_DE OPDRACHTEN_:
**1.** Kun je de gebeden hieronder in twee zinnen samenvatten?
**2.** Wil je de gebeden voortzetten na de laatste zin die wordt getoond?

_GEKOZEN TEKST_:
......

O goede Moeder, Onze Lieve Vrouw ter Nood, Wij geloven in uw zorg, in uw medeleven en uw voorspraak bij Jezus uw Zoon. Daarom komen wij vol vertrouwen tot u en wij vragen door U aan de Heer:

Bevrijd heel de wereld van de Corona-epidemie, genees en sterk de zieken en zegen hen die zorg voor hen dragen. Sta alle mensen bij die lijden onder de gevolgen van deze crises. Geef wijsheid aan onze bestuurders.

Bevrijd ons van onrust en angst, verlicht ons in pijn en verdriet. Geef ons hoop waar wij het niet meer zien zitten, geef ons kracht als wij er niet tegenop kunnen, geef ons licht waar het donker is en geef dat wij elkaar spoedig weer in vrijheid en vreugde nabij kunnen zijn.
Maria, bescherm ons en onze dierbaren, geef ons overgave aan de wil van de Vader en leid ons veilig naar Jezus, uw Zoon. Amen.

Gebed van de Vrouwe van alle volkeren

Heer Jezus Christus, zoon van de Vader zend nu Uw Geest over de aarde. Laat de Heilige Geest wonen in de harten van alle volkeren opdat zij bewaard mogen blijven voor verwording, rampen en oorlog. Moge de Vrouwe van alle Volkeren, de heilige Maagd Maria, onze voorspreekster zijn. Amen.

Gebed tot de Aartsengel Michaël

Heilige Aartsengel Michaël, verdedig ons in de strijd. Wees onze bescherming tegen de boosheid en de listen van de duivel. Wij smeken ootmoedig dat God hem zijn macht doet gevoelen en Gij, vorst der hemelse legerscharen, drijf satan en de andere boze geesten die tot verderf van de zielen over de wereld rondgaan door de goddelijke kracht in de hel terug. Amen.

Angelus ad Virginem

℣. Angelus Domini nuntiavit Mariae
℟.Et concepit de Spiritu Sancto

Ave Maria Gratia plena, Dominus tecum Benedicta tu in mulieribus Et benedictus fructus ventris tui, Jesus.

Sancta Maria, Mater Dei. Ora pro nobis peccatoribus Nunc et in hora mortis nostrae. Amen.

℣.Ecce ancilla Domini
℟.Fiat mihi secundum verbum tuum

Ave Maria Gratia plena, Dominus tecum Benedicta tu in mulieribus Et benedictus fructus ventris tui, Jesus.

......

_Regels met omtrekken van gelabelde gebieden_:
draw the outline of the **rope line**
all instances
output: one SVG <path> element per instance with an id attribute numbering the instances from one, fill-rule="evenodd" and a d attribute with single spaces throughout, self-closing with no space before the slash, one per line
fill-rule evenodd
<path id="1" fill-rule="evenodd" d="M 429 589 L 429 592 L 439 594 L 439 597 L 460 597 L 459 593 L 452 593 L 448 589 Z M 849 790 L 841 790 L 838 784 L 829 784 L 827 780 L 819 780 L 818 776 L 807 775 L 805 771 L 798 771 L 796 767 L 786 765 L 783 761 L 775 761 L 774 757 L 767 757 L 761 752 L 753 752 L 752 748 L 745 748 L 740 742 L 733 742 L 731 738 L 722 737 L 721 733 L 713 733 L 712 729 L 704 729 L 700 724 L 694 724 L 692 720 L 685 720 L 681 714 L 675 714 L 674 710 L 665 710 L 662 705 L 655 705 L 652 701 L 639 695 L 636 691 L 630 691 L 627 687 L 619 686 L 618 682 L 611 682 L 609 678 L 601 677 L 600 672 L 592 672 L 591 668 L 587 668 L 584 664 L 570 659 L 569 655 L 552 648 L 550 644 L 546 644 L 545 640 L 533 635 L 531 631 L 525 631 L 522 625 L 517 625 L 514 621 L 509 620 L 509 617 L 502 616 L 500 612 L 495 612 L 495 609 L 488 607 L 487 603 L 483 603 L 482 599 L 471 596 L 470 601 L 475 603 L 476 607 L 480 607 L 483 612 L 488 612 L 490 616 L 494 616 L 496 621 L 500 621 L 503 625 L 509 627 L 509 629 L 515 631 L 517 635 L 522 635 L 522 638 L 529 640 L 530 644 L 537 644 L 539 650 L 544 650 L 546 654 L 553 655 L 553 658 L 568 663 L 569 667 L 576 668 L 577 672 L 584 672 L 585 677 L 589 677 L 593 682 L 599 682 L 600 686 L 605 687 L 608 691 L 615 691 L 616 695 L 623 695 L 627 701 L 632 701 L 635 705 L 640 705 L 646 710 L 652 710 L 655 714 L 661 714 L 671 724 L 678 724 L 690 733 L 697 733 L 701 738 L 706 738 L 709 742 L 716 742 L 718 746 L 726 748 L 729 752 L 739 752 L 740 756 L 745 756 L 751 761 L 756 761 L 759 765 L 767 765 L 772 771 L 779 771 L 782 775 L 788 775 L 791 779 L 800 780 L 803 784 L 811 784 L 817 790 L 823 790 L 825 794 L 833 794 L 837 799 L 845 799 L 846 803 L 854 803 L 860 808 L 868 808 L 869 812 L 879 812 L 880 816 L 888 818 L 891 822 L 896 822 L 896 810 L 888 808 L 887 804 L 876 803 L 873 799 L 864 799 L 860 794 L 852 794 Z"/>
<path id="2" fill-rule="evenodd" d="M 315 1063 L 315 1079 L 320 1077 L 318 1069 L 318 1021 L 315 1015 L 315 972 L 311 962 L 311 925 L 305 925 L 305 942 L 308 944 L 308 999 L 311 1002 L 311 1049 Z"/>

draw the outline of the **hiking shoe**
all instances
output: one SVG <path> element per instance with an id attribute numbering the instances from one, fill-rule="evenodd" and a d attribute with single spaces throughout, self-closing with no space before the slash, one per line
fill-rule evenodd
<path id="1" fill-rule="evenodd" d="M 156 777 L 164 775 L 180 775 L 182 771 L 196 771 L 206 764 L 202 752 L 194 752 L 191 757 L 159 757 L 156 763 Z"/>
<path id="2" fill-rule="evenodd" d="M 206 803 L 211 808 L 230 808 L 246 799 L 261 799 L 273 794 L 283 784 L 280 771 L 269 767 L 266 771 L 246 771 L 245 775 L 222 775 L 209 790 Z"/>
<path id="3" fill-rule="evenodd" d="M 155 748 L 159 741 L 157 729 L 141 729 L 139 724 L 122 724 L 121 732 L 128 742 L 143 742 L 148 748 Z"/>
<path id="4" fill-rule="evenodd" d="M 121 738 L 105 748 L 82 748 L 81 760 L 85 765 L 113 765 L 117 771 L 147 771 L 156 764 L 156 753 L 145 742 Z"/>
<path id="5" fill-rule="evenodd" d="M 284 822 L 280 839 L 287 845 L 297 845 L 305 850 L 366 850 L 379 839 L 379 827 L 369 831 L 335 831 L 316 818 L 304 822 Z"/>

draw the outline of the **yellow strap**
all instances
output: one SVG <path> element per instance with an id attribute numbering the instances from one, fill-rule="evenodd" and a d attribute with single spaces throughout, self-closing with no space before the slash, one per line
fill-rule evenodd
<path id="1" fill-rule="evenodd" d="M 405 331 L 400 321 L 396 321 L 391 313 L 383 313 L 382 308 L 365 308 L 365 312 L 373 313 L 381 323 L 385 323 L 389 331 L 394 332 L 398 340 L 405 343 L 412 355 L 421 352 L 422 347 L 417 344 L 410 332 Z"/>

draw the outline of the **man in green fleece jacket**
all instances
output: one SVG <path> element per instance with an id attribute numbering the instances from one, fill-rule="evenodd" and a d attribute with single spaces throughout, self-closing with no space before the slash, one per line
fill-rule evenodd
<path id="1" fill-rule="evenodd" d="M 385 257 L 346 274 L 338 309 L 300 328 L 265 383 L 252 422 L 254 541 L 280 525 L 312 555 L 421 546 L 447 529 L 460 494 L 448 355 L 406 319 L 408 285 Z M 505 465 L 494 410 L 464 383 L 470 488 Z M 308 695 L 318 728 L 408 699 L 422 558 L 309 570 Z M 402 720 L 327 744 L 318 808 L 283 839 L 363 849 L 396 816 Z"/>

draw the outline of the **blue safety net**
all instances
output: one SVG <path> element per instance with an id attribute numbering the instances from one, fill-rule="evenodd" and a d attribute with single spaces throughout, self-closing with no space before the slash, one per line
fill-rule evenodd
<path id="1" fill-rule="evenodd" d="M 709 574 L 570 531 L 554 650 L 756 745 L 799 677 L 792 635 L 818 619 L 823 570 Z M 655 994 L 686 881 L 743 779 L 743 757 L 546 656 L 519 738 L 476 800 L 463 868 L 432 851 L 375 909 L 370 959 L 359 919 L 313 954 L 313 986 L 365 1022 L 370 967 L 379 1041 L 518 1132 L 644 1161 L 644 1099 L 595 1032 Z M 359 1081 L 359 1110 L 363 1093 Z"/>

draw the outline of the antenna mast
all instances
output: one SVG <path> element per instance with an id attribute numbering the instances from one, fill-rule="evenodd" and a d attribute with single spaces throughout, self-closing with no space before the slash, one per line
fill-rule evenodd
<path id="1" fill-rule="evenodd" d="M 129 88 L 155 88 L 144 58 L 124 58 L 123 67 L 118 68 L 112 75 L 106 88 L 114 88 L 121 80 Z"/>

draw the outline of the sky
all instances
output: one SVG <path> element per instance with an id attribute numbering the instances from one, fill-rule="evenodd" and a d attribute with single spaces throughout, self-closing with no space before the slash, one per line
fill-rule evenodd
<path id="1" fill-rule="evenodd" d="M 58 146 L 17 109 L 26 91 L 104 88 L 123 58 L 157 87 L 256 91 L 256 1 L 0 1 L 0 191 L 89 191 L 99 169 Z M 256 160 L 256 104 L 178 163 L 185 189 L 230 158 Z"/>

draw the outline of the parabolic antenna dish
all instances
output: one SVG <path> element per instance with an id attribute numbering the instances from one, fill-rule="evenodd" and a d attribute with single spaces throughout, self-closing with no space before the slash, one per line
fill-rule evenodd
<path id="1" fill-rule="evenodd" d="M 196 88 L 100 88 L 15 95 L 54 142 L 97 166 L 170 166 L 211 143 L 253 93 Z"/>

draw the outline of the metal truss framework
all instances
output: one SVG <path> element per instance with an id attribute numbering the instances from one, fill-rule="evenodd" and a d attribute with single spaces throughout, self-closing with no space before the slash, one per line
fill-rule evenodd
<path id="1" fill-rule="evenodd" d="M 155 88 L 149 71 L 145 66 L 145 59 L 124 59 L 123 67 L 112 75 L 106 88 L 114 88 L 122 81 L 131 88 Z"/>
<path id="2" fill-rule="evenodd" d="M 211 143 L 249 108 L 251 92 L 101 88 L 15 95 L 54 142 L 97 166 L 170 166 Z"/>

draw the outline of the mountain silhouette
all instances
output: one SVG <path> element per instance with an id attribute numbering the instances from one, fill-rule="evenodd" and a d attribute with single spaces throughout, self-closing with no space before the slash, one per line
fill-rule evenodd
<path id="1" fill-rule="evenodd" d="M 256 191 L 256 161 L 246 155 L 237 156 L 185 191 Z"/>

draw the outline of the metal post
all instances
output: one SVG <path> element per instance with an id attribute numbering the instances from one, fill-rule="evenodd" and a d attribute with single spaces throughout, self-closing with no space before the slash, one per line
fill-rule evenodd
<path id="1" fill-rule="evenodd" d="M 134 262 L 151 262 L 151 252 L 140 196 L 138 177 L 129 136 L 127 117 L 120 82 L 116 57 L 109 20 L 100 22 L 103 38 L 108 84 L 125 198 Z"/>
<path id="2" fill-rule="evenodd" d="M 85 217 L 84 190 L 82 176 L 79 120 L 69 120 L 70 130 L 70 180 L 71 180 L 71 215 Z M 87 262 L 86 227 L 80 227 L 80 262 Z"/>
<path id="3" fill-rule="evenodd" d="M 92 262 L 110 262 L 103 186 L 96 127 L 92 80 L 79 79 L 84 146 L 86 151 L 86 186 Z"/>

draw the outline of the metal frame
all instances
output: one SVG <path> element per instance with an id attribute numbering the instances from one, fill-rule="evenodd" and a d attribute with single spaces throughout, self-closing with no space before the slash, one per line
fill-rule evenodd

......

_ANTWOORDEN HIERONDER_:
**1.** Het eerste gebed vraagt Onze Lieve Vrouw ter Nood om voorspraak bij Jezus, zodat de wereld van de Corona-epidemie wordt bevrijd, de zieken worden genezen, wie voor hen zorgt wordt gezegend en mensen hoop, kracht en licht krijgen. Daarna volgen het gebed van de Vrouwe van alle volkeren, dat Jezus Christus vraagt de Heilige Geest over de aarde te zenden, een gebed tot de Aartsengel Michaël om bescherming tegen de duivel en het Latijnse Angelus met het Ave Maria.

**2.**
Sancta Maria, Mater Dei. Ora pro nobis peccatoribus Nunc et in hora mortis nostrae. Amen.

℣.Et Verbum caro factum est
℟.Et habitavit in nobis

Ave Maria Gratia plena, Dominus tecum Benedicta tu in mulieribus Et benedictus fructus ventris tui, Jesus.

Sancta Maria, Mater Dei. Ora pro nobis peccatoribus Nunc et in hora mortis nostrae. Amen.

℣.Ora pro nobis, Sancta Dei Genetrix
℟.Ut digni efficiamur promissionibus Christi

Oremus. Gratiam tuam, quaesumus, Domine mentibus nostris infunde ut, qui, Angelo nuntiante Christi Filii tui incarnationem cognovimus per passionem eius et crucem ad resurrectionis gloriam perducamur. Per Christum Dominum nostrum. Amen.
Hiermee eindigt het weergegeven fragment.